Aim: Return all of the records below verbatim, with every line unchanged.

Records from a data source:
· · · ·

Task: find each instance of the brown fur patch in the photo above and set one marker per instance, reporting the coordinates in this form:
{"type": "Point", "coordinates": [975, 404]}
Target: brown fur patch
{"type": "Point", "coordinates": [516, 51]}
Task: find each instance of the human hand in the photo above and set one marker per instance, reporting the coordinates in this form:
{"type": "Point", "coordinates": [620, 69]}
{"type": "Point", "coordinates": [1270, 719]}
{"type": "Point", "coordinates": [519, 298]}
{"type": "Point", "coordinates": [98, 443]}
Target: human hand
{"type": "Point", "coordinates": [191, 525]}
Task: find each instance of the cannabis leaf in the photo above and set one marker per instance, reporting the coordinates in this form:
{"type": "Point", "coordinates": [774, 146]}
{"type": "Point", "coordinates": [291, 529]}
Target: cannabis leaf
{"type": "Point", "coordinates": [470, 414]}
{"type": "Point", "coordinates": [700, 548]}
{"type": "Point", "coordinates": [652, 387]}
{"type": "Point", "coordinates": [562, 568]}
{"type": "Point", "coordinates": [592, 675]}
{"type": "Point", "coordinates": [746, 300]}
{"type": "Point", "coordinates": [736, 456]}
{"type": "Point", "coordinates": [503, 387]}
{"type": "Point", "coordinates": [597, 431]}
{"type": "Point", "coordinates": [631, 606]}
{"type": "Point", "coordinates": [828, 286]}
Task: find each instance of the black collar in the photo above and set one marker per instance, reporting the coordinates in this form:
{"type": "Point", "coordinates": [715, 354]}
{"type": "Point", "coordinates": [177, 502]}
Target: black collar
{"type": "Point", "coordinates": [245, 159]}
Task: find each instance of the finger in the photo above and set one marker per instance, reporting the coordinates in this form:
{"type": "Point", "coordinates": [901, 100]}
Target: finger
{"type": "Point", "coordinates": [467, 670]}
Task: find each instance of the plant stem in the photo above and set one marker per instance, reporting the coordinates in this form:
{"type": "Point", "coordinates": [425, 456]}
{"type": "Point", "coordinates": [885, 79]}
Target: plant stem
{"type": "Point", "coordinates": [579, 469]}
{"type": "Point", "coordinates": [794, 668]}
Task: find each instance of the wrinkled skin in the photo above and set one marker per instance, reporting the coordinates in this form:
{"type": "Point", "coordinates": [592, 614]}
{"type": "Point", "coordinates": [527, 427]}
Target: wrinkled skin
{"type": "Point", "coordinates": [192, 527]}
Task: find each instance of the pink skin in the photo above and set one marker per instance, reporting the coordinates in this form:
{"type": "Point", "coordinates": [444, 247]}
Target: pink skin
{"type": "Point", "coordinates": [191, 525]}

· · · ·

Response:
Task: find each instance of the brown fur patch in the photo above and set one marker per instance, reporting the coordinates in this form:
{"type": "Point", "coordinates": [975, 404]}
Target: brown fur patch
{"type": "Point", "coordinates": [516, 51]}
Task: find each instance of the human hand in the photo above and set one marker per instance, reporting the coordinates in this form:
{"type": "Point", "coordinates": [620, 69]}
{"type": "Point", "coordinates": [1270, 719]}
{"type": "Point", "coordinates": [519, 298]}
{"type": "Point", "coordinates": [98, 443]}
Target: human hand
{"type": "Point", "coordinates": [191, 525]}
Task: find each instance of the cannabis leaf in the photo above and set one marker per instance, reporting the coordinates in this form:
{"type": "Point", "coordinates": [774, 146]}
{"type": "Point", "coordinates": [291, 529]}
Target: cannabis leaf
{"type": "Point", "coordinates": [470, 414]}
{"type": "Point", "coordinates": [700, 548]}
{"type": "Point", "coordinates": [652, 387]}
{"type": "Point", "coordinates": [562, 568]}
{"type": "Point", "coordinates": [592, 675]}
{"type": "Point", "coordinates": [746, 300]}
{"type": "Point", "coordinates": [736, 456]}
{"type": "Point", "coordinates": [503, 387]}
{"type": "Point", "coordinates": [597, 431]}
{"type": "Point", "coordinates": [631, 606]}
{"type": "Point", "coordinates": [828, 286]}
Task: find each instance of the black collar in the photo above and set one marker per instance, reporting the coordinates in this form:
{"type": "Point", "coordinates": [715, 354]}
{"type": "Point", "coordinates": [177, 502]}
Target: black collar
{"type": "Point", "coordinates": [245, 159]}
Task: find each instance of the finger in the photo above and set one marker per instance, reporting the coordinates in this form:
{"type": "Point", "coordinates": [901, 100]}
Target: finger
{"type": "Point", "coordinates": [467, 670]}
Task: find each instance of the plant stem in the photo above and set one marker per instance, reporting the coordinates in this form:
{"type": "Point", "coordinates": [425, 456]}
{"type": "Point", "coordinates": [885, 79]}
Target: plant stem
{"type": "Point", "coordinates": [579, 469]}
{"type": "Point", "coordinates": [794, 668]}
Task: find each instance of the wrinkled skin in the photo above and set one marker per instance, reporting the coordinates in this form:
{"type": "Point", "coordinates": [592, 614]}
{"type": "Point", "coordinates": [527, 427]}
Target: wrinkled skin
{"type": "Point", "coordinates": [192, 527]}
Task: find each instance of the pink skin in the photo above and set one marker per instance, reporting the coordinates in this form:
{"type": "Point", "coordinates": [444, 247]}
Target: pink skin
{"type": "Point", "coordinates": [191, 525]}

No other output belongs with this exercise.